■ Exercise objective ■
Set down the lines below word for word, changing nothing.

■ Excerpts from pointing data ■
****
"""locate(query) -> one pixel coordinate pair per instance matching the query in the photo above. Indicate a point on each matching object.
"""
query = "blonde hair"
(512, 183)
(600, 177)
****
■ Response to this task ■
"""locate(query) -> one pixel coordinate pair per instance matching the query in the photo above. Indicate a point on each matching object.
"""
query = "blonde hair"
(512, 183)
(600, 177)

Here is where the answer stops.